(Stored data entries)

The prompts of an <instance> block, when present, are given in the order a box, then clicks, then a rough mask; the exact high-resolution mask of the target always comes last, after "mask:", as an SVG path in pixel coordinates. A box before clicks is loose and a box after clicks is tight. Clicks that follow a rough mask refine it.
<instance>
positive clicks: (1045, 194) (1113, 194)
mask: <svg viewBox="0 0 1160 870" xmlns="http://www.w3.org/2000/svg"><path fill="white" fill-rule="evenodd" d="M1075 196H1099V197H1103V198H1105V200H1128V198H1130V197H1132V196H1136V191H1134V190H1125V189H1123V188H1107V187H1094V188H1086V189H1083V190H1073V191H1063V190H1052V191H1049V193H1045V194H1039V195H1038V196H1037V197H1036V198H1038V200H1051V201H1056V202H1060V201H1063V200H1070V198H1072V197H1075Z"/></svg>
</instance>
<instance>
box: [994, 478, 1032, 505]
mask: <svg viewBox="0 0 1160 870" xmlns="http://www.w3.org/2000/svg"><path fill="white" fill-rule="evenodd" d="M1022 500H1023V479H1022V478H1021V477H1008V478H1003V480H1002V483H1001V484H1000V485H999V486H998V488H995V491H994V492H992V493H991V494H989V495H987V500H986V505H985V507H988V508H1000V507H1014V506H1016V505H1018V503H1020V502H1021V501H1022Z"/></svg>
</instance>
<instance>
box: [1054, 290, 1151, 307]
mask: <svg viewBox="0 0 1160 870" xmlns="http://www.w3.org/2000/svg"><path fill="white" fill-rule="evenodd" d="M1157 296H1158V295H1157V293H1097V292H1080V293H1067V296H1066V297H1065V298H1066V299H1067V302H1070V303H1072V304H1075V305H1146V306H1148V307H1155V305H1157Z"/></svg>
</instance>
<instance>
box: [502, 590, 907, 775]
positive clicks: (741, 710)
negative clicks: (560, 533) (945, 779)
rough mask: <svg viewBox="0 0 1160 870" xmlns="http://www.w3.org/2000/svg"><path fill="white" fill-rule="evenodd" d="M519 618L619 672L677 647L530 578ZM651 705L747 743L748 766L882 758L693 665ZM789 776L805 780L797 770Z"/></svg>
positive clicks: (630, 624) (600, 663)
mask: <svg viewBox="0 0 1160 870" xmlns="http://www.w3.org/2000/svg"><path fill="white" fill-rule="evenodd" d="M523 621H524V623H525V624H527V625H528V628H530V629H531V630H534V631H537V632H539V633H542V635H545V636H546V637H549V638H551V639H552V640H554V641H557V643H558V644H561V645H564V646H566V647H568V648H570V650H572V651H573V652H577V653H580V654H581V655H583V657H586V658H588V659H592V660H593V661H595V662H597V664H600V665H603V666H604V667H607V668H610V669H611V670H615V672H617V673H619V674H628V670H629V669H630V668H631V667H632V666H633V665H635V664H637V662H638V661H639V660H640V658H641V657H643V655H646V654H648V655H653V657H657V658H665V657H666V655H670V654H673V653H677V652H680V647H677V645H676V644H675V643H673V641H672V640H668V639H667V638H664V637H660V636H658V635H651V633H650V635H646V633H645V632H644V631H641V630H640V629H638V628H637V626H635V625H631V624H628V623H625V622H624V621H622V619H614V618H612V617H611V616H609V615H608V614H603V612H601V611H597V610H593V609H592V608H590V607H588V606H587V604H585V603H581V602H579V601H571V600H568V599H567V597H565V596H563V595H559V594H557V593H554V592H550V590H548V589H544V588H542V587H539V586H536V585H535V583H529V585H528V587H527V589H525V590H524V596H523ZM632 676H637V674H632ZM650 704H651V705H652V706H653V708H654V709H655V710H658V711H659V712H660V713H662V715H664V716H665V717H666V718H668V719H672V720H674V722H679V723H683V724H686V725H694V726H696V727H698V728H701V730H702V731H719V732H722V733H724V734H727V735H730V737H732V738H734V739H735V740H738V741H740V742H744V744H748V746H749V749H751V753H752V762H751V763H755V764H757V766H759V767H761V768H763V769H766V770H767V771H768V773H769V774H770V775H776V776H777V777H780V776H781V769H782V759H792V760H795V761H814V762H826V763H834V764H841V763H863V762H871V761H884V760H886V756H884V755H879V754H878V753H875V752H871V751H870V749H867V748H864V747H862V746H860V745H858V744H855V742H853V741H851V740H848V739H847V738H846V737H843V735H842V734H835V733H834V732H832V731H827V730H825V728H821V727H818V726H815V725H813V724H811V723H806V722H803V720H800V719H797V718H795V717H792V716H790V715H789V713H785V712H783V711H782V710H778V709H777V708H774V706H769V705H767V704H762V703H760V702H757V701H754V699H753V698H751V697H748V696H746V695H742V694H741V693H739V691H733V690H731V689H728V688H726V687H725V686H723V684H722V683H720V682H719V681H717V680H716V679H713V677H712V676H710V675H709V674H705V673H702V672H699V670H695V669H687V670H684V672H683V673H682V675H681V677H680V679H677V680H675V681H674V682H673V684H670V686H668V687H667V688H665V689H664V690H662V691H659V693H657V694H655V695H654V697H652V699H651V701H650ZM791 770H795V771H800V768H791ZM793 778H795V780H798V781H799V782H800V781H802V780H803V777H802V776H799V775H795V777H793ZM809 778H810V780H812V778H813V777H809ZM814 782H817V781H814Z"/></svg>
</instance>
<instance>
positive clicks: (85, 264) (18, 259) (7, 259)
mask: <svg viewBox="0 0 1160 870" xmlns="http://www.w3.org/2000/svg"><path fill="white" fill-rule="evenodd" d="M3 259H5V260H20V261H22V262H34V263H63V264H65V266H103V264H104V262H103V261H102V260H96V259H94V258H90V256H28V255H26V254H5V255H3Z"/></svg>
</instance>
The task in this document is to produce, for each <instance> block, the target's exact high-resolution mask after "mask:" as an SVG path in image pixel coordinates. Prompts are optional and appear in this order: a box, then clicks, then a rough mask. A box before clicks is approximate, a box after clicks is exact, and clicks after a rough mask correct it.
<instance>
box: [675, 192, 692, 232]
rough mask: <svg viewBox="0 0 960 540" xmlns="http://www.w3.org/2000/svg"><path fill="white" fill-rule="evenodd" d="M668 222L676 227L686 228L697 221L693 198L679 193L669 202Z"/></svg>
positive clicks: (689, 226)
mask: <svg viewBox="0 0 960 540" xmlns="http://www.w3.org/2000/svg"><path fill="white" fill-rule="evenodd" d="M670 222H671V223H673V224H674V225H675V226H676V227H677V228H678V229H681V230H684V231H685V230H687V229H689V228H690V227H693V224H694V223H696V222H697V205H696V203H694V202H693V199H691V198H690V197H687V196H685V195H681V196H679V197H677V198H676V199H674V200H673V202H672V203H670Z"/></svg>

--- Directions ---
Pick out every line of the listing above that contains the string "then", and copy each one in full.

--- Response ---
The prompts of an <instance> block, when present, are given in the order a box, then clicks, then a rough mask; the exact high-resolution mask of the target always comes last, after "mask:", as an SVG path in pixel coordinates. A box before clicks is loose and a box after clicks is tight. Clicks that follow a rough mask refine it.
The task in this document is to produce, for each <instance> block, the target's exact high-resolution mask after "mask:" as an SVG path in image pixel coordinates. Prompts are optional and appear in this order: a box, then clicks, then a rough mask. A box before clicks is approximate, a box after clicks is exact, and clicks after a rough mask correct it.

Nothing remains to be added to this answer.